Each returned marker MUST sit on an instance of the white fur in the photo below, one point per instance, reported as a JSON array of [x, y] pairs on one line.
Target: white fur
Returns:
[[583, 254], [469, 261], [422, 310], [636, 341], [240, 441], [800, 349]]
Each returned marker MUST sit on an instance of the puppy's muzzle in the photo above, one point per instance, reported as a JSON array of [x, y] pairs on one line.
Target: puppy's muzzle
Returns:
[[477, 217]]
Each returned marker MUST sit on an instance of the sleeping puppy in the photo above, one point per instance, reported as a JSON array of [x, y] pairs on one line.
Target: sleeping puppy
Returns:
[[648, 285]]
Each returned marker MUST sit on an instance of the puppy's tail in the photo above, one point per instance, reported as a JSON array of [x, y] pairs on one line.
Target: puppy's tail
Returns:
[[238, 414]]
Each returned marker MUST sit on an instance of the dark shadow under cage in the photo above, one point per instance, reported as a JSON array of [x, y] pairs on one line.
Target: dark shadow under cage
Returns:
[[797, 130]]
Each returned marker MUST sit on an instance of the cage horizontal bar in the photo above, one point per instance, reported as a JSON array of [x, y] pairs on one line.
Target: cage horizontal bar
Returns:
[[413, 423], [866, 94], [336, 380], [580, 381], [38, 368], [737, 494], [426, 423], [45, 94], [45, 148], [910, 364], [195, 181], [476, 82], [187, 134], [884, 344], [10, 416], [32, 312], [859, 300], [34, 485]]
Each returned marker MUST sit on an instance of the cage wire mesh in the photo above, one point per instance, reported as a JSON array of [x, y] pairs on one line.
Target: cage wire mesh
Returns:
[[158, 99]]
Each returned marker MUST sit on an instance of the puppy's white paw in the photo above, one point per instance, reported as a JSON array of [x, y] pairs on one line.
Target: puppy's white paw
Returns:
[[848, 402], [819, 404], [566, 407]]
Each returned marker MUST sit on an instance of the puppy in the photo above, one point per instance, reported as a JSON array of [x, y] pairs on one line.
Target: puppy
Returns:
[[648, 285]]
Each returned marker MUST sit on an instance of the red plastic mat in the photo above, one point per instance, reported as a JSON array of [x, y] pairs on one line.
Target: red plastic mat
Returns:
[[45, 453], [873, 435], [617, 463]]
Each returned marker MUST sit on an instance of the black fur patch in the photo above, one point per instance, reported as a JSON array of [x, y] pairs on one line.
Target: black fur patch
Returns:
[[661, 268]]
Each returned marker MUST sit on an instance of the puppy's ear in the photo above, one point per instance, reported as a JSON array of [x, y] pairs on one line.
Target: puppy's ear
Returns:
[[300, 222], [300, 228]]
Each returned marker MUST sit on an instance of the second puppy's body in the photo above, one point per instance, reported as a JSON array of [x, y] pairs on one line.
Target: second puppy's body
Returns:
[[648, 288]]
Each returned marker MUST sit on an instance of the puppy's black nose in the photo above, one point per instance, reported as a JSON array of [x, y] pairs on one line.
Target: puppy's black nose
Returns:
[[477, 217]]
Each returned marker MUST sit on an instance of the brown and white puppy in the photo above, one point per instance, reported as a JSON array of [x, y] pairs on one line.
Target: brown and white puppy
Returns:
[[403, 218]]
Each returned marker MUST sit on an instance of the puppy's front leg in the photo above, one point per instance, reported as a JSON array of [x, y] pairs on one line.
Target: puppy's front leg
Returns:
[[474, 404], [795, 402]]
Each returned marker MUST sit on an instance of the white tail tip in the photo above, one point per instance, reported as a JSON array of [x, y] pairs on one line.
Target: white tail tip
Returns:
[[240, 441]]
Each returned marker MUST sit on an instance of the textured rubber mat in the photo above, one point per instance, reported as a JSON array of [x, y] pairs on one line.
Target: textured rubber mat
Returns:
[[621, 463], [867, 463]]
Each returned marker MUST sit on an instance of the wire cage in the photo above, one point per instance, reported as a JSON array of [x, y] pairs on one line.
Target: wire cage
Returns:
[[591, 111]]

▸ **Instructions to follow**
Repeat each record above precisely as written.

▸ **Solution to the exercise**
Each returned marker MUST sit on an instance of the white fur in the photo below, one point per instance, reported as a JSON array of [x, y] pairs on one line.
Target: white fur
Returns:
[[583, 254], [469, 261], [422, 310], [636, 341], [240, 441], [800, 349]]
Each returned marker MUST sit on an instance of the puppy's muzzle in the photo above, one point per instance, reported as a JSON array of [x, y] pairs on one line.
Target: puppy's muzzle
Returns:
[[477, 217]]
Each returned marker MUST sit on an instance of the sleeping puppy in the photo above, one point per instance, reported as a JSON array of [x, y] pairs on one line.
Target: sleeping puppy
Returns:
[[648, 285]]
Each returned marker MUST sit on an instance of the puppy's tail in the photo above, one point per instance, reported as a JSON array of [x, y] pairs on one line.
Target: puppy's tail
Returns:
[[238, 414]]
Each returned marker MUST sit on an instance of the dark shadow under cage in the photo above, one point per instance, reported as a JSON array of [x, y] pairs on one line.
Target: dark shadow under cage
Returns:
[[797, 130]]
Each returned marker MUST sit on an instance of the cage horizontal bar in the photo above, one point per instance, reported as a JSON array of [x, y] pairs on one line.
Target: cage horizontal bar
Returns:
[[413, 423], [866, 94], [336, 380], [580, 381], [38, 368], [737, 494], [426, 423], [45, 94], [45, 148], [910, 364], [195, 181], [476, 82], [187, 134], [884, 344], [10, 416], [32, 312], [859, 300], [34, 485]]
Each returned marker MUST sit on an instance of the cage wire mesh in the photo above, one point per instance, reported as a JSON array of [x, y] pairs on one line.
Target: cage wire mesh
Returns:
[[158, 99]]
Each returned marker MUST sit on an instance of the puppy's white paw in the photo above, one point per instance, reported as a JSON array of [x, y] pairs on one line.
Target: puppy's white paw
Returns:
[[848, 402], [819, 404], [566, 407]]
Each returned marker MUST sit on an instance of the puppy in the photo above, one point per instance, reported as a JSON array of [x, y] pairs on one line.
Target: puppy
Returns:
[[648, 285]]
Each returned marker MUST sit on an instance of the red plastic mat in the photo above, one point per instance, reported as a JSON array of [x, y] pairs on one line.
Target: red plastic mat
Returns:
[[45, 453], [873, 435], [617, 463]]
Each returned marker MUST sit on an instance of the black fur patch in the photo above, one point per instance, reported as a JSON array of [x, y] pairs on one line.
Target: black fur patch
Returns:
[[661, 268]]
Each returned marker MUST sit on an instance of the puppy's ear in the photo above, one point per instance, reported as a JSON array of [x, y] pairs on one line.
Target: puppy's ear
Returns:
[[300, 222], [300, 228]]
Each returned marker MUST sit on an instance of the second puppy's body in the photo above, one point per instance, reported as a JSON array of [x, y] pairs on one line.
Target: second puppy's body
Returns:
[[648, 288]]
Each returned marker MUST sit on an instance of the puppy's black nose in the photo above, one point per instance, reported as a JSON array of [x, y] pairs on one line.
Target: puppy's black nose
Returns:
[[477, 217]]
Each returned marker MUST sit on an instance of the brown and white puppy in the photo above, one point per instance, reported as a JSON array of [x, y] pairs on one line.
Target: brown and white puppy
Returns:
[[403, 218]]
Each returned marker MUST sit on an instance of the puppy's front leg in the photo above, one point per instance, reported as a JSON array of [x, y] pairs on one line.
Target: puppy's front leg
Returns:
[[474, 404], [795, 402]]
Each returned marker MUST sit on an instance of the white tail tip in the photo above, one point per instance, reported as a JSON array of [x, y] pairs on one line.
Target: white tail tip
Returns:
[[240, 441]]
Each returned marker MUST sit on an instance of the textured rubber mat in the photo above, one point per instance, reported as a JSON array of [x, y] pairs on one line.
Target: textured rubber mat
Returns:
[[621, 463], [867, 463]]
Each returned marker MUST sit on an instance of the wire cage in the photo above, one point per instance, reported as a JSON array of [x, y] pairs on one line.
Target: wire cage
Returns:
[[591, 111]]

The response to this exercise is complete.